── Texto proporcionado ──
Es natural, se publican tantas cosas sobre un posible derrumbe en la economía, el desempleo masivo, la vacuna universal, nuevas medidas para viajar, la segunda ola de contagios, etc., que el instinto natural de supervivencia se dispara para ponernos en alerta. Nada malo si es únicamente eso, una alerta, un aviso que nos hace voltear al presente y atender lo que hacemos hoy, porque en realidad es lo único que podemos controlar por completo.

Las medidas individuales que tomemos ahora, todas las rutinas que diseñemos y las cosas que ajustemos son en gran medida lo que nos garantiza un futuro, bueno o malo, pero por lo menos la oportunidad de tenerlo.
Jugar a adivinar el futuro es divertido, pero en sentido práctico casi siempre es una pérdida de tiempo. La humanidad ha sido ineficaz para hacer predicciones certeras en todos los terrenos de la vida. Las proyecciones generalmente se quedan cortas o se exceden a tal grado que se convierten en inútiles. Por eso es que el futuro no se fantasea, se construye, y la mejor manera de hacerlo es aprendiendo del pasado para evitar caer en los mismos errores.

Si revisamos bien la historia, nos damos cuenta que lo que estamos viviendo no es una situación nunca antes vista, y que por dura que parezca, no modificará radicalmente la condición humana, a pesar de cambiar algunos paradigmas.
Las respuestas a todas las preguntas se encuentran donde siempre han estado: en nuestra calidad humana, en nuestra capacidad de aprender, de crear, colaborar y crecer.
───
__Requisitos__:
A. Resuma el pasaje sobre el futuro en dos oraciones.
B. Indique si cada afirmación coincide con el pasaje sobre el futuro y justifique cada respuesta con las palabras exactas del pasaje: (i) la humanidad ha sido eficaz para hacer predicciones certeras; (ii) la situación actual no modificará radicalmente la condición humana; (iii) el presente es lo único que podemos controlar por completo.
C. Reproduzca sin cambios el tramo del pasaje sobre el futuro que va desde "Las respuestas a" hasta "colaborar y crecer.".
── Listado de datos ──
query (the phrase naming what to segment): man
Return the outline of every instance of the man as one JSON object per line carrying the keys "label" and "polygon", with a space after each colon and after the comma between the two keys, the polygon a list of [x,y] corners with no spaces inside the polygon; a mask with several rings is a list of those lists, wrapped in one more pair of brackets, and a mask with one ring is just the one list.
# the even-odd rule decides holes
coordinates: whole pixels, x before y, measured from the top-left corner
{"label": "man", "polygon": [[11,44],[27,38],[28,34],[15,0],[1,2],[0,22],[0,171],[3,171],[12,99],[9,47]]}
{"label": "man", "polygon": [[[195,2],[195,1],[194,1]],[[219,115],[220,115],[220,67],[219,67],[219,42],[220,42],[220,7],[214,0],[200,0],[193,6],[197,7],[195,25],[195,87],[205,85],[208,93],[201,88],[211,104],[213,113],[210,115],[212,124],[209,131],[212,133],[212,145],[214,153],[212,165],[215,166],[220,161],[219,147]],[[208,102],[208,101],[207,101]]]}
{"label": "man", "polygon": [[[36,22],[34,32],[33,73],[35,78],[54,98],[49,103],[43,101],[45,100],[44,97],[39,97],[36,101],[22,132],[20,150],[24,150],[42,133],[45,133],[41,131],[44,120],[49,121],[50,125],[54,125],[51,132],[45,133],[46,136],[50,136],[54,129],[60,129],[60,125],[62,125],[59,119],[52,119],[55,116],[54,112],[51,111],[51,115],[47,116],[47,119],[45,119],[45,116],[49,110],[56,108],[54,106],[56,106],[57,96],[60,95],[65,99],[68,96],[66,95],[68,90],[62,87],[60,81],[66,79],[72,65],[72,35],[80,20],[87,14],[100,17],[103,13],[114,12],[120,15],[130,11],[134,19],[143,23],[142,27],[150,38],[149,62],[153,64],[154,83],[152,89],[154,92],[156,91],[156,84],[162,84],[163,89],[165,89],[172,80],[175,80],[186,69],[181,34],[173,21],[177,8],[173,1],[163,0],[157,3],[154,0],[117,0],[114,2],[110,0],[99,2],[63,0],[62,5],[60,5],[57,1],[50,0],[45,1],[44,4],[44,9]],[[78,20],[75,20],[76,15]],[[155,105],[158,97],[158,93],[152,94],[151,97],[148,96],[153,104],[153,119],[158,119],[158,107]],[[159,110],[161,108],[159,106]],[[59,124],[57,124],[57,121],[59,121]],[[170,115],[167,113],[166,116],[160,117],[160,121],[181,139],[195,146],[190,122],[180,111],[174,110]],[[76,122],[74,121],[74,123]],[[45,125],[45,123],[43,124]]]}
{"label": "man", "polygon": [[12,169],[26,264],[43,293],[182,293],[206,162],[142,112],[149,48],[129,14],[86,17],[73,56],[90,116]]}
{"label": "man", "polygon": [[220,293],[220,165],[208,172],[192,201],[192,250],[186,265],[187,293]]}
───
__Respuestas por tarea__:
A. La gran cantidad de noticias sobre la economía, el desempleo, la vacuna y los contagios dispara el instinto de supervivencia, lo cual no es malo si solo funciona como una alerta que nos hace atender el presente, lo único que podemos controlar por completo. Adivinar el futuro casi siempre es una pérdida de tiempo, pues el futuro se construye aprendiendo del pasado, y las respuestas se encuentran en nuestra capacidad de aprender, crear, colaborar y crecer.

B.
(i) No: "La humanidad ha sido ineficaz para hacer predicciones certeras en todos los terrenos de la vida."
(ii) Sí: "no modificará radicalmente la condición humana, a pesar de cambiar algunos paradigmas."
(iii) Sí: "atender lo que hacemos hoy, porque en realidad es lo único que podemos controlar por completo."

C.
Las respuestas a todas las preguntas se encuentran donde siempre han estado: en nuestra calidad humana, en nuestra capacidad de aprender, de crear, colaborar y crecer.